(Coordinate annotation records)
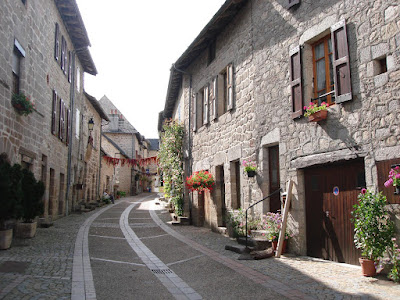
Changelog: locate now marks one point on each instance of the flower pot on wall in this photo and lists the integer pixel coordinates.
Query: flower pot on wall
(367, 267)
(26, 230)
(5, 239)
(318, 116)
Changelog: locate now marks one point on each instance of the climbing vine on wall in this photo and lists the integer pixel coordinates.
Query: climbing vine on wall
(170, 158)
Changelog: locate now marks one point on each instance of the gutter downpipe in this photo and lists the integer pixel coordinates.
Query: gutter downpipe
(69, 166)
(189, 135)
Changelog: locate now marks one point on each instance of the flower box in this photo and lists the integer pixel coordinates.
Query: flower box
(318, 116)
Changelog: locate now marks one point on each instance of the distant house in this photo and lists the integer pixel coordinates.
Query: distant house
(241, 88)
(44, 53)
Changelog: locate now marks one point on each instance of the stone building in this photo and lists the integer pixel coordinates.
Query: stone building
(241, 86)
(44, 55)
(132, 144)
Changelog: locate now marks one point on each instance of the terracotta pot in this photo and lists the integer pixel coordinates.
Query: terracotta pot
(26, 230)
(367, 267)
(318, 116)
(251, 173)
(5, 239)
(275, 245)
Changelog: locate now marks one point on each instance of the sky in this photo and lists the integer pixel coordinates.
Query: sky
(134, 44)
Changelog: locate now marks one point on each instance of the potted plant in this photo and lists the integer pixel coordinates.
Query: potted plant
(394, 179)
(250, 168)
(10, 198)
(272, 223)
(200, 181)
(315, 112)
(22, 104)
(31, 206)
(373, 229)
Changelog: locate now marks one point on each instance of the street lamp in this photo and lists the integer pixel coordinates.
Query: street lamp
(91, 124)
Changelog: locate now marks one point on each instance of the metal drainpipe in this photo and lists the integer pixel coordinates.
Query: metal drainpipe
(69, 166)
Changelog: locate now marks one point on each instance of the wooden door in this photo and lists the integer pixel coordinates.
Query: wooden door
(274, 180)
(331, 192)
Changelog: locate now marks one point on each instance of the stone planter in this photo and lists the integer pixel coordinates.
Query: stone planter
(318, 116)
(367, 267)
(26, 230)
(5, 239)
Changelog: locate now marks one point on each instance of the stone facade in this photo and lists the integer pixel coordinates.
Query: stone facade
(258, 42)
(42, 144)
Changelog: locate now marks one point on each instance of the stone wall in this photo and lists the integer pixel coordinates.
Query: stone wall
(258, 43)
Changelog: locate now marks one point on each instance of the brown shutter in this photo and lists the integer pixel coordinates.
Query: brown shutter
(341, 62)
(61, 120)
(62, 58)
(205, 105)
(296, 82)
(68, 126)
(194, 113)
(54, 113)
(229, 86)
(291, 3)
(57, 43)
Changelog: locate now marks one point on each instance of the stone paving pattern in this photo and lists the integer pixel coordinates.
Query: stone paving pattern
(46, 266)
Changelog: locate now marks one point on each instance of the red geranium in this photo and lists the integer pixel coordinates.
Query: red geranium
(200, 181)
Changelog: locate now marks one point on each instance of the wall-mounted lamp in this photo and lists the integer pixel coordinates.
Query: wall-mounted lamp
(91, 124)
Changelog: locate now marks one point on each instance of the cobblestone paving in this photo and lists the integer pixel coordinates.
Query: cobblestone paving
(48, 260)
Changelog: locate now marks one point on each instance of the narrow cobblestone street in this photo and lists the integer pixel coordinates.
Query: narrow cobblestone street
(129, 251)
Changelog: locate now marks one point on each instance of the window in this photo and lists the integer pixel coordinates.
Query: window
(18, 53)
(331, 70)
(323, 72)
(57, 43)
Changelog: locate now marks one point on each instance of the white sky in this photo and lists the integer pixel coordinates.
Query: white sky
(134, 44)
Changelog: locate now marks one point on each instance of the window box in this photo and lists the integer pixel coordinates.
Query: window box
(318, 116)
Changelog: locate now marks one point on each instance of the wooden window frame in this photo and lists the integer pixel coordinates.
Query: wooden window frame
(328, 87)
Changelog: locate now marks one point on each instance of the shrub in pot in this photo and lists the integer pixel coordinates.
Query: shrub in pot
(10, 198)
(31, 204)
(373, 229)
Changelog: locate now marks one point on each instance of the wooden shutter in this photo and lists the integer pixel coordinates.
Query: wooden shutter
(229, 86)
(57, 43)
(61, 120)
(291, 3)
(68, 126)
(341, 62)
(194, 112)
(214, 97)
(54, 113)
(296, 82)
(205, 105)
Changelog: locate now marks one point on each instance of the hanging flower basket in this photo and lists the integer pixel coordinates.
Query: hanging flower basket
(318, 116)
(200, 181)
(22, 104)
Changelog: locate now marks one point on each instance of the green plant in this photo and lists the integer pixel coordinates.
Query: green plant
(200, 181)
(313, 108)
(272, 223)
(373, 229)
(394, 177)
(170, 158)
(10, 190)
(22, 104)
(249, 166)
(32, 190)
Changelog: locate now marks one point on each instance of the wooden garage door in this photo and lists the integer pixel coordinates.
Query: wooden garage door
(331, 192)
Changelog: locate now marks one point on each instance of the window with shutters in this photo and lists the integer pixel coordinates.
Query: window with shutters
(325, 70)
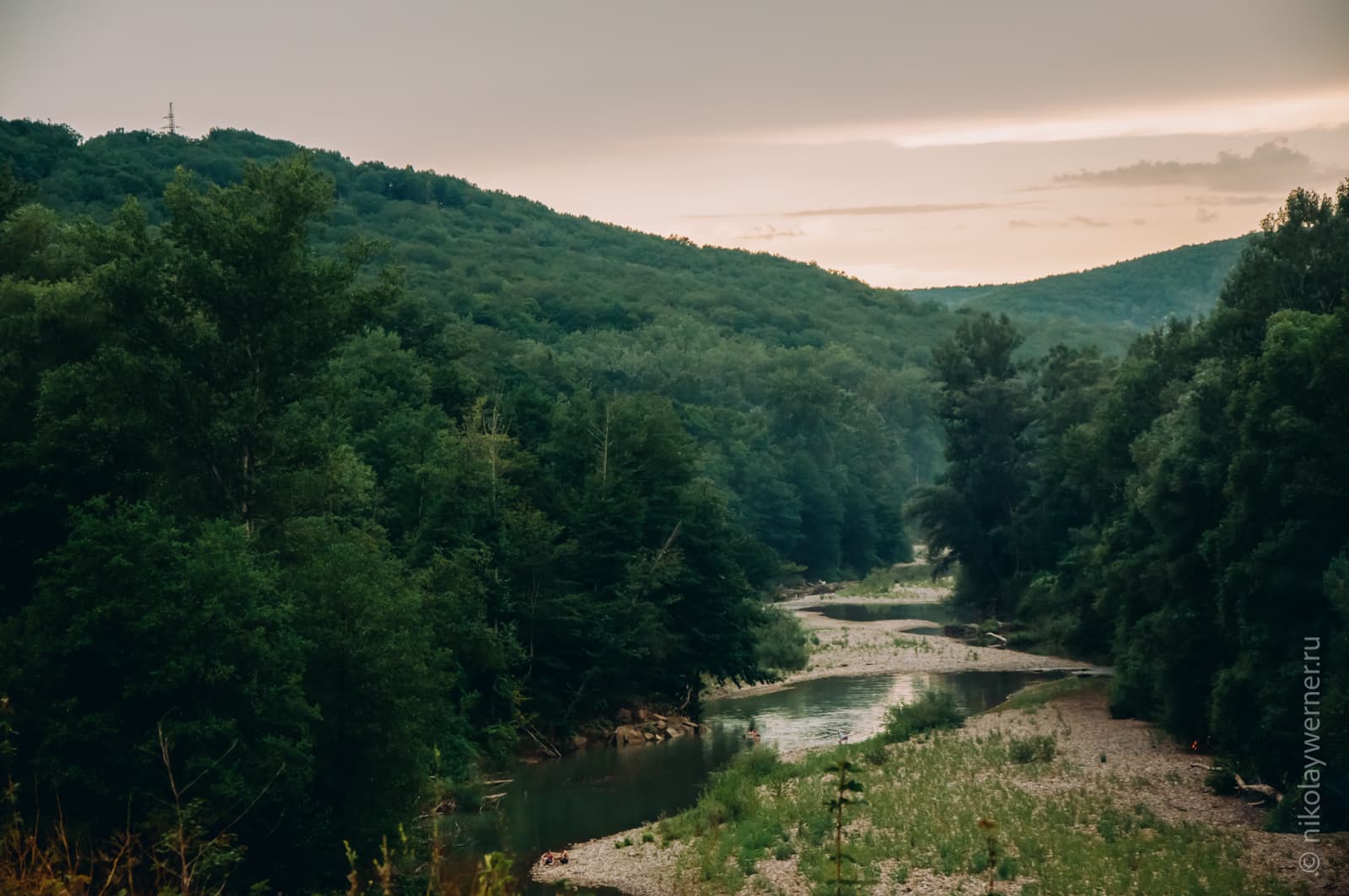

**What you have to do**
Recast the lines from the one containing "the window in" through the last line as a JSON list of strings, with one string per line and no blank lines. Leave the pictures out.

**Expected output**
[
  "Changelog: locate now marks one point on each instance of the window in this photo and lists the integer pixel coordinates.",
  "Query: window",
  "(18, 53)",
  "(331, 70)",
  "(323, 72)",
  "(57, 43)",
  "Changelog: locate now marks one point on each instance of the white sky in this photo and lists the integer pixel coordinates.",
  "Query: white sky",
  "(134, 44)",
  "Changelog: locate now marks one point on each instance of the window box in this photo and lists the integer pixel coordinates.",
  "Query: window box",
  "(318, 116)",
  "Changelog: locate now marks one point on each instance of the wooden window frame in this photo and lists the integer pixel coordinates.",
  "Query: wooden window frame",
  "(328, 87)",
  "Changelog: locate now marks one point on each instance of the shrub in pot in this photo and lists the integer pixel coordinates.",
  "Query: shrub in pot",
  "(10, 198)",
  "(31, 204)",
  "(373, 229)",
  "Changelog: locate now marks one point on each instance of the wooden shutter in this photo and lists the integer pixel coordinates.",
  "Query: wooden shutter",
  "(229, 86)",
  "(57, 43)",
  "(61, 120)",
  "(291, 3)",
  "(68, 126)",
  "(341, 62)",
  "(194, 112)",
  "(214, 97)",
  "(54, 113)",
  "(296, 82)",
  "(205, 105)",
  "Changelog: locate now marks one point on each instance of the hanging flower basket in this photo and lists the integer pixel coordinates.",
  "Query: hanging flower basket",
  "(318, 116)",
  "(200, 181)",
  "(22, 104)",
  "Changelog: locate now marks one point on each instance of the green plant in this photo and lists the integer pixel coordinates.",
  "Query: green plant",
  "(200, 181)",
  "(313, 108)",
  "(272, 223)",
  "(373, 229)",
  "(394, 177)",
  "(170, 158)",
  "(10, 190)",
  "(22, 104)",
  "(249, 166)",
  "(32, 190)",
  "Changelog: locate now marks one point on each instance of the wooden garage door in this photo and lists the integer pixel coordinates.",
  "Query: wooden garage door",
  "(331, 192)",
  "Changelog: locate now marks one point on each instance of the window with shutters in this photo and lists the integer pixel coordinates.",
  "Query: window with shutters",
  "(325, 70)"
]